● WORK REQUIRED
Work out how many of the lines below contain the string "mask", with case counting. Give only the number.
START EXCERPTED RECORDS
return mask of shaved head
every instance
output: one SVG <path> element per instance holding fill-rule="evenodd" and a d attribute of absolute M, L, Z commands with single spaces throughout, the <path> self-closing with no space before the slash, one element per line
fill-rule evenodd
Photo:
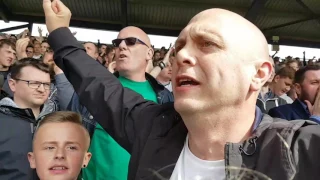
END EXCERPTED RECORDS
START EXCERPTED RECORDS
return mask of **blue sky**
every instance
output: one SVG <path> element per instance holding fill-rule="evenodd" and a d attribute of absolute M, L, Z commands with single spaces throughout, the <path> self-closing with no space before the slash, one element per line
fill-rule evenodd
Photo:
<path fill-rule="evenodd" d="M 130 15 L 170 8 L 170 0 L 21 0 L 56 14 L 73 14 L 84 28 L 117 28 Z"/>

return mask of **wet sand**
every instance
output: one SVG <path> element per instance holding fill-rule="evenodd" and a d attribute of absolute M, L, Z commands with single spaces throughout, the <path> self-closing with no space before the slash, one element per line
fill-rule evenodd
END EXCERPTED RECORDS
● RESULT
3